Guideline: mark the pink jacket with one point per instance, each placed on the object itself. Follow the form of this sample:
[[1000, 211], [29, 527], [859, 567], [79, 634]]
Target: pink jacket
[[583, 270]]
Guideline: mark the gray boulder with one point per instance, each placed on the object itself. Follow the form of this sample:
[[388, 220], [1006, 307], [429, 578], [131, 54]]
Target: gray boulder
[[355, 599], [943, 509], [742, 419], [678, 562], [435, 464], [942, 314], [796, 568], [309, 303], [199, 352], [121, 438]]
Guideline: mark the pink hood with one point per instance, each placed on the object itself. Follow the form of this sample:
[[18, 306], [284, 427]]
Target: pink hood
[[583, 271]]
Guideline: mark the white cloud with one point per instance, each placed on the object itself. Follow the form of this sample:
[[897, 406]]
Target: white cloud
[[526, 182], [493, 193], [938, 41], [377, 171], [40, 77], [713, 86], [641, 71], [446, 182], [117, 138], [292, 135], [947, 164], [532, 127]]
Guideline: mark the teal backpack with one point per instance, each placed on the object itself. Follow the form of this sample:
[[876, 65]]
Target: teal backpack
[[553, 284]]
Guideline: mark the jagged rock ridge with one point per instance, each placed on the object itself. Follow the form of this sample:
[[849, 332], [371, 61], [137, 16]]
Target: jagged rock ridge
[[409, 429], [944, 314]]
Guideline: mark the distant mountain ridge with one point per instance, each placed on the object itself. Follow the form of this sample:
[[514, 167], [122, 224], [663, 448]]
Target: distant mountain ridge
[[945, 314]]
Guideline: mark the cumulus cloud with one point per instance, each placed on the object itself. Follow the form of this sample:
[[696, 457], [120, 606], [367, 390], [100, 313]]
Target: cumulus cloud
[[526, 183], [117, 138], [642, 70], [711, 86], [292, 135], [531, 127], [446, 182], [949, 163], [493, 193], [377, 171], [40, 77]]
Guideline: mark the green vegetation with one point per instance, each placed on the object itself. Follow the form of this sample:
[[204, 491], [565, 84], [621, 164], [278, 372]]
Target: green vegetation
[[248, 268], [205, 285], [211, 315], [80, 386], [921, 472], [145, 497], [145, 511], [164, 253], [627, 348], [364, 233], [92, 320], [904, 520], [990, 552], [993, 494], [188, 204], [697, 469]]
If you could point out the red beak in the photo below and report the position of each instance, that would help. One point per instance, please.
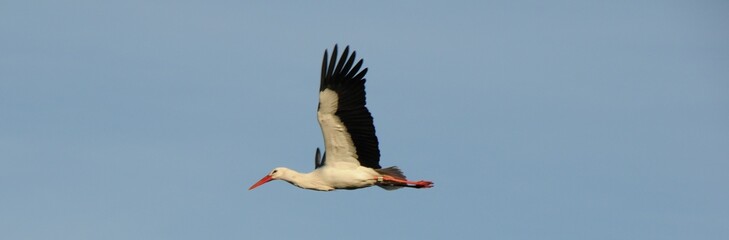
(263, 180)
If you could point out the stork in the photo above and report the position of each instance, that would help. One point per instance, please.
(352, 157)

> **REQUIRED TASK**: Reproduce all the items above word for word, leaving out the pictures.

> **SOLUTION FOR THIS TASK**:
Guideline: mark the pink jacket with one point per instance, each placed on the object itself. Follow the form of this sample:
[[1000, 211], [29, 527], [859, 567], [79, 634]]
Target: pink jacket
[[583, 270]]
Guideline: mark the gray boulder with one point per instance, each placed on the object itself. Follow the form of this sample:
[[388, 220], [1006, 307], [429, 578], [131, 54]]
Target: gray boulder
[[355, 599], [943, 509], [742, 419], [678, 562], [435, 464], [942, 314], [796, 568], [309, 303], [199, 352], [121, 438]]
Guideline: mark the pink hood with one point per instance, each placed on the object itself. Follow the form of this sample:
[[18, 306], [284, 427]]
Target: pink hood
[[583, 271]]
Guideline: mark the white cloud with one point per instance, each placed on the object itself. Follow the form of this sample:
[[897, 406]]
Target: white cloud
[[526, 182], [493, 193], [938, 41], [377, 171], [40, 77], [713, 86], [641, 71], [446, 182], [117, 138], [292, 135], [947, 164], [532, 127]]
Guideline: mark the teal backpack with one point per instance, each placed on the object itself. Follow the form of this sample:
[[876, 65]]
Target: teal backpack
[[553, 284]]
Guideline: mark the jagged rock ridge with one point per instance, each placed on the object itself. Follow the form of this sample:
[[849, 332], [371, 61], [137, 16]]
Target: jagged rock ridge
[[409, 429], [944, 314]]
Guideline: mark the distant mountain ridge with one point per instance, each placed on the object itself. Follow the form of this sample:
[[514, 167], [122, 224], [663, 448]]
Target: distant mountain ridge
[[945, 314]]
Guideline: mark the cumulus cloud with one point per instance, each placed on the object itself. Follow the form of this sample:
[[696, 457], [120, 606], [367, 390], [100, 313]]
Target: cumulus cloud
[[526, 183], [117, 138], [642, 70], [711, 86], [292, 135], [531, 127], [446, 182], [949, 163], [493, 193], [377, 171], [40, 77]]
Guideline: mark the green vegetation with one point per instance, each placed on the object itself. Follow the form of this sample:
[[204, 491], [565, 84], [621, 164], [278, 372]]
Target: green vegetation
[[248, 268], [205, 285], [211, 315], [80, 386], [921, 472], [145, 497], [145, 511], [164, 253], [627, 348], [364, 233], [92, 320], [904, 520], [990, 552], [993, 494], [188, 204], [697, 469]]
If you could point out the red beak in the photo below and report the position of each instance, that would help. One point per instance, please.
(263, 180)
If you could point out the stork in the photo above and report the position of each instance, that would help. One point per instance, please.
(352, 157)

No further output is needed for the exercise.